═══ Passage provided ═══

Intuition, life experience and knowledge (the human paradigm ref. [1]) have creative power because they create those prisms through which we look at the world. Formulating a model of the phenomenon under study, the researcher creates a picture that is unique to him and reflects his philosophical view of the order of things that exist regardless of his desire. How accurately the observed process is recreated can only be clarified by carrying out accurate measurements.

Any experiment is preceded by the process of building a model of the phenomenon being studied by the observer. The great Newton used three basic variables to formulate laws: length (m), mass (kg) and time (sec). Only in the 18th-19th centuries scientists proposed and began to use other basic variables: I—unit of electric current—ampere (A), θ—unit of thermodynamic temperature—kelvin (K), F—amount of substance (mol), J—unit of luminous intensity—candela (cd). On the basis of various variables, systems of units were built: SI, British, Planck system, CGS. However, scientists approached the idea of the need to use the system of units only in the 20th century. Despite the fact that systems of units were created by human genius and did not exist in nature, they are an indisputable tool for understanding the world around us. When formulating a model and choosing certain variable, the researcher is “doomed” to use any system of units.

Depending on the subject area under study, the problem being solved, on the mathematical background of the researcher and the requirements of the customer, mathematical models can have various forms and ways of representation. The model plays a system-forming and sense-forming role in scientific cognition; it allows us to understand the phenomenon and the structure of the object under study. Without building a model, it is unlikely to be able to understand the logic of the system and conduct a high-precision experiment. This means that the model, from the position of a particular researcher, allows you to decompose the system into elements, connections, mechanisms, explains the operation of the system and determines the cause-and-effect relationships and the nature of the interaction of the variables taken into account. In the simplest case, modeling technology involves at least three steps: 1) formalization, 2) actual modeling, 3) interpretation. A huge number of studies are devoted to the second and third stages ref. [2]. This article will consider only the process of formalization (identifying the essential features of the object under study and describing the relationships between them using the language of mathematics ref. [3]), which, in the opinion of the author, has not received sufficient attention. This is also due to the fact that it is at this stage that the minimum total costs can be achieved, including the damage from its application (inaccuracy) and significant resources spent (time, cost, reasonable complexity) for constructing the model. It is equally important to note that the formalization stage determines the choice of the required measuring complex and the technology for implementing the experiment.

═══

Requirement A
In one to three sentences, explain why the passage on mathematical modeling chooses to examine only the formalization stage.
The rows below have no connection to the passage on mathematical modeling.

═══ Data for this exercise ═══

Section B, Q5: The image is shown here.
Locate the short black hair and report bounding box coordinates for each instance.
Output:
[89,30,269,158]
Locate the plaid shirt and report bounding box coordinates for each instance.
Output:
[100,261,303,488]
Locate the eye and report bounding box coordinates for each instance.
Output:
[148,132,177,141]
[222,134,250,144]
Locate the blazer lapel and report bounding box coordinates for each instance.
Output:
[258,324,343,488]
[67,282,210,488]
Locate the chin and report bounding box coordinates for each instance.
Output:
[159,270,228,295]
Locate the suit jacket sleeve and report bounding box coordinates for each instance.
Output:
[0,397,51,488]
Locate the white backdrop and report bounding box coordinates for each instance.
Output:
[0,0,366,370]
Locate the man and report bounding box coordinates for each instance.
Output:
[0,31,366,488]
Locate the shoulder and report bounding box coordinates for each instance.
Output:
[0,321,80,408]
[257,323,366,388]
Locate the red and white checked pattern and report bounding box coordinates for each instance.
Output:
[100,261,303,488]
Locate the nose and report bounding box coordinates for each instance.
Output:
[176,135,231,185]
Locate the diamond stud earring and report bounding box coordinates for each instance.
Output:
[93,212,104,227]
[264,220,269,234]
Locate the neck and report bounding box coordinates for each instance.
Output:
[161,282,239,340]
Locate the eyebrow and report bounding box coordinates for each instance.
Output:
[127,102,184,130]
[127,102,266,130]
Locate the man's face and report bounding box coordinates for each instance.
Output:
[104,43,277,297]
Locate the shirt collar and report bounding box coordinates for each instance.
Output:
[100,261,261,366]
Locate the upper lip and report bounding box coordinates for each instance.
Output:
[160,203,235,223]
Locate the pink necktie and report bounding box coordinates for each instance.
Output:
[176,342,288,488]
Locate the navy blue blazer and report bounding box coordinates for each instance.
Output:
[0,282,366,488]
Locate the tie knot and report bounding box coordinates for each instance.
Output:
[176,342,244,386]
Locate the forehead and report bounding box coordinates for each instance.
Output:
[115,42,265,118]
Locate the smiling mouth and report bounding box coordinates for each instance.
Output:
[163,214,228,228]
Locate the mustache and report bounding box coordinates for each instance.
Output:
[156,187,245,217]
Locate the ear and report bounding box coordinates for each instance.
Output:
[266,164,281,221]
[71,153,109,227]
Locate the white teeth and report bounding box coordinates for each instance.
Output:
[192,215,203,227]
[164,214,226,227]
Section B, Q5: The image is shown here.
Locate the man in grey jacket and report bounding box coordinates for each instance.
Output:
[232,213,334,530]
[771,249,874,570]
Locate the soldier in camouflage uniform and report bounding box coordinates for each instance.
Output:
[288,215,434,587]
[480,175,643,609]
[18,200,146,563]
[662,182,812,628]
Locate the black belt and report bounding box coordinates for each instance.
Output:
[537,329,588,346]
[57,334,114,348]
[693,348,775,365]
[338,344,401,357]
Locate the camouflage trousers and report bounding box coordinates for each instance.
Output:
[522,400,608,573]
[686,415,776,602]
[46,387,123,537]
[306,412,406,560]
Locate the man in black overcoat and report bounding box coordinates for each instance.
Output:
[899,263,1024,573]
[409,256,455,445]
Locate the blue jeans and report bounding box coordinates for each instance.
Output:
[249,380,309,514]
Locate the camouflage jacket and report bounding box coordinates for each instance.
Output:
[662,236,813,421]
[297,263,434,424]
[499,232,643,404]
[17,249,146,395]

═══
═══ Data for this exercise ═══

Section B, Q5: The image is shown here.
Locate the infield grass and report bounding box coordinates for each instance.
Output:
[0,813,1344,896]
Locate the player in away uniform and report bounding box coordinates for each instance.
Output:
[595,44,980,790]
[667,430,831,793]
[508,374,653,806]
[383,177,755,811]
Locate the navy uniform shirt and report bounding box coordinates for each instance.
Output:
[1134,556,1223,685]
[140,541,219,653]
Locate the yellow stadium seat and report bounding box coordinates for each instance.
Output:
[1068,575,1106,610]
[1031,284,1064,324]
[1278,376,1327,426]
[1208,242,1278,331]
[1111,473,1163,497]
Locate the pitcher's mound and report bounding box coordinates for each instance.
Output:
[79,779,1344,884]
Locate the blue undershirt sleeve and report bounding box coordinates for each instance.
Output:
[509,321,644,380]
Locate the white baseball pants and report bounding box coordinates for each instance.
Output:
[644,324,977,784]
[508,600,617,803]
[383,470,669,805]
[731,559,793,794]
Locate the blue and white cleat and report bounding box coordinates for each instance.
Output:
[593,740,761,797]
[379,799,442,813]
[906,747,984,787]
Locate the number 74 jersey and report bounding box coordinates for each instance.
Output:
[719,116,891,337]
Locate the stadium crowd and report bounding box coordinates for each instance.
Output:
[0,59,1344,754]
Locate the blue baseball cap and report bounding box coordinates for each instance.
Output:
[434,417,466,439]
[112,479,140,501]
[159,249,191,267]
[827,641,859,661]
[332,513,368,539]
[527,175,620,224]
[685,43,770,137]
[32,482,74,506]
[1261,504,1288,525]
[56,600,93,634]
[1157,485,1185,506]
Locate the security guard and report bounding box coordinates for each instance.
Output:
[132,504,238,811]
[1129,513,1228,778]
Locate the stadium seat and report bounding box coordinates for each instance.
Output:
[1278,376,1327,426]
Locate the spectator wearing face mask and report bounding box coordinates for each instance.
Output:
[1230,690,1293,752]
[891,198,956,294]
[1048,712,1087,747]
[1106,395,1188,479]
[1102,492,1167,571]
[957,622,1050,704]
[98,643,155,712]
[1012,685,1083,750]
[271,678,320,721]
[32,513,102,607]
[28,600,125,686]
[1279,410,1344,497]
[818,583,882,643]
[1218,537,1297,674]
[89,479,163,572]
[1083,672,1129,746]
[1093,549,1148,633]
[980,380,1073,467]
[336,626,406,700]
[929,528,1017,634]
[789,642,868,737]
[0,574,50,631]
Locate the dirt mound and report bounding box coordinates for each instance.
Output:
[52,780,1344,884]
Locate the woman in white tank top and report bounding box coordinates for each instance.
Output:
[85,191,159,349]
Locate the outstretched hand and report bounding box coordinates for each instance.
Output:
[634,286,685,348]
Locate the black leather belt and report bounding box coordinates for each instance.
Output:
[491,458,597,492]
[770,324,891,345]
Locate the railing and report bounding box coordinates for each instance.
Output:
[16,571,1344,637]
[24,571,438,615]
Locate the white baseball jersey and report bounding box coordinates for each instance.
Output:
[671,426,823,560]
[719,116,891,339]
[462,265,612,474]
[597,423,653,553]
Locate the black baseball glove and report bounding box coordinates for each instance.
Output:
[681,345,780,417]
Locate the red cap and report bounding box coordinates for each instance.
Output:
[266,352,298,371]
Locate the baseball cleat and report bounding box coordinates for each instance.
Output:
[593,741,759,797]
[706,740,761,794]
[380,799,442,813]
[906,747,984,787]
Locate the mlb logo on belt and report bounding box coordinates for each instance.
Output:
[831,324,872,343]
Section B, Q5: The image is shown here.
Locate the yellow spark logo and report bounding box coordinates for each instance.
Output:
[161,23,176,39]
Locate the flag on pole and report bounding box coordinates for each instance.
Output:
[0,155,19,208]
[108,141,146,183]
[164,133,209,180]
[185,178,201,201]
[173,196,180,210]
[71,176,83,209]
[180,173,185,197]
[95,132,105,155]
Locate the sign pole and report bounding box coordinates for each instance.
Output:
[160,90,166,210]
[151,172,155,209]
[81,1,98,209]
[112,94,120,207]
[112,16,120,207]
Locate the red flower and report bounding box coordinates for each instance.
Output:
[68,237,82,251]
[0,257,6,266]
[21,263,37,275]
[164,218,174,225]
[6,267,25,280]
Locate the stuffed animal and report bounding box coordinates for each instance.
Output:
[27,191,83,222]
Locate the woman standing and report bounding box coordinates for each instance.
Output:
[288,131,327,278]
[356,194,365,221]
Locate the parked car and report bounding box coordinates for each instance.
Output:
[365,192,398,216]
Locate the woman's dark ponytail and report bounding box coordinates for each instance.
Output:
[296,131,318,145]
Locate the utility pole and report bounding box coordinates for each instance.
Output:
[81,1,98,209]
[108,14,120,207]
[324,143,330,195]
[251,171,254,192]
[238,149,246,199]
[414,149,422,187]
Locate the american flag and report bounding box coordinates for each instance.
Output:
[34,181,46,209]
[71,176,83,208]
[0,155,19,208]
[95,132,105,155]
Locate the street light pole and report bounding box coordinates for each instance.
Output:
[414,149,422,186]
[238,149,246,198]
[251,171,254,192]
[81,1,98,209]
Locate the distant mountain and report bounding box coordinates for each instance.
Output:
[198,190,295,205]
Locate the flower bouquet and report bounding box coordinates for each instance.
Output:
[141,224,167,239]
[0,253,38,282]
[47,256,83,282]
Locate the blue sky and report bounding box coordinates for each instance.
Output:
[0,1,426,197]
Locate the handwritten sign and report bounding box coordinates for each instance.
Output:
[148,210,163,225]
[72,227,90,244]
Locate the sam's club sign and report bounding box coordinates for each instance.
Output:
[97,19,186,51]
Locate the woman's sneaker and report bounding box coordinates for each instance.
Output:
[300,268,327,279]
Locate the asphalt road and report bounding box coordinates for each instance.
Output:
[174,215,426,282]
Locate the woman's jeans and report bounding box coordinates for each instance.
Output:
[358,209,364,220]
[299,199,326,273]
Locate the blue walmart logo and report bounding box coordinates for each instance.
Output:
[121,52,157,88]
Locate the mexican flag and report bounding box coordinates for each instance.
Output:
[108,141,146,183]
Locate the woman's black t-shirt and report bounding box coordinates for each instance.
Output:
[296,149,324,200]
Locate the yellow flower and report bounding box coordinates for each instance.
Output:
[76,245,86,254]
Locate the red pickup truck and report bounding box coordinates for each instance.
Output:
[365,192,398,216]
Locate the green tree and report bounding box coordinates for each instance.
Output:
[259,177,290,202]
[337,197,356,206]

═══
═══ Data for this exercise ═══

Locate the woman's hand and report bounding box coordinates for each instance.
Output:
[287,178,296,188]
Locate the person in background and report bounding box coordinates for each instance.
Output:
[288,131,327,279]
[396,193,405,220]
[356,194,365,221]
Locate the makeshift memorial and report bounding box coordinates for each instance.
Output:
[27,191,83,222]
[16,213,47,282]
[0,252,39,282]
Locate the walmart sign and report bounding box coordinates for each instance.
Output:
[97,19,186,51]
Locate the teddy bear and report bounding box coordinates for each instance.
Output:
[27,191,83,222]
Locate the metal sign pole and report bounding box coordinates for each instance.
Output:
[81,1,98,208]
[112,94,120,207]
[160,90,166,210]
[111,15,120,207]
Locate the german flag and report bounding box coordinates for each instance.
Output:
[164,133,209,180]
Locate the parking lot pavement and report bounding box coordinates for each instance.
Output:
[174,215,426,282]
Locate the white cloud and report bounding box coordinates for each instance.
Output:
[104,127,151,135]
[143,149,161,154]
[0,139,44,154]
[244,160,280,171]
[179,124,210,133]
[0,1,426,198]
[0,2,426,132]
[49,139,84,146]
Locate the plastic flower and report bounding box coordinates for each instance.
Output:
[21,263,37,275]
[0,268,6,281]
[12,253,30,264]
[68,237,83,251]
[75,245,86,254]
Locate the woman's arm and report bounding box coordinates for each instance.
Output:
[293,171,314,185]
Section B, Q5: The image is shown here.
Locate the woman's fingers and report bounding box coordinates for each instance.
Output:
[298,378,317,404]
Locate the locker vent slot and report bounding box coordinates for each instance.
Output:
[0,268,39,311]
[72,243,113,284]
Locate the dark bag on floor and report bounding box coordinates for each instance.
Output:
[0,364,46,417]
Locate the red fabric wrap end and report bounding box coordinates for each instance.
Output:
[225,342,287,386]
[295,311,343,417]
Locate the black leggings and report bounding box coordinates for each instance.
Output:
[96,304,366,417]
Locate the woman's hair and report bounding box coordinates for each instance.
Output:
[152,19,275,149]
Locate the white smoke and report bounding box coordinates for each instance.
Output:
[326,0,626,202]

═══

Requirement B
Recast a span of the rows as a numbered list, starting at the line that contains "Locate the blue baseball" and stopping after the line that contains "[52,780,1344,884]". Include only those lines and omit any blank ones.

Full solution A
In the author's opinion, formalization has not received sufficient attention, while many studies already cover the actual modeling and interpretation stages. It is also at this stage that the minimum total costs can be achieved, including the damage from inaccuracy and the time, cost and complexity spent on constructing the model.

Full solution B
1. Locate the blue baseball cap and report bounding box coordinates for each instance.
2. Output:
3. [434,417,466,439]
4. [112,479,140,501]
5. [159,249,191,267]
6. [827,641,859,661]
7. [332,513,368,539]
8. [527,175,620,224]
9. [685,43,770,137]
10. [32,482,74,506]
11. [1261,504,1288,525]
12. [56,600,93,634]
13. [1157,485,1185,506]
14. Locate the security guard and report bounding box coordinates for each instance.
15. Output:
16. [132,504,238,811]
17. [1129,513,1228,778]
18. Locate the stadium seat and report bounding box coordinates for each instance.
19. Output:
20. [1278,376,1327,426]
21. Locate the spectator wearing face mask and report bounding box coordinates for each instance.
22. Output:
23. [1230,690,1293,752]
24. [891,198,956,294]
25. [1048,712,1087,747]
26. [1106,395,1188,479]
27. [1102,492,1167,571]
28. [957,622,1050,704]
29. [98,643,155,712]
30. [1012,685,1083,750]
31. [271,678,320,721]
32. [32,513,102,607]
33. [28,600,125,686]
34. [1279,410,1344,497]
35. [818,583,882,643]
36. [1218,537,1297,674]
37. [89,479,163,572]
38. [1083,672,1129,746]
39. [1093,549,1148,633]
40. [980,380,1073,467]
41. [336,626,406,700]
42. [929,528,1017,634]
43. [789,642,868,737]
44. [0,574,50,631]
45. Locate the dirt mound and report bounding box coordinates for each instance.
46. Output:
47. [52,780,1344,884]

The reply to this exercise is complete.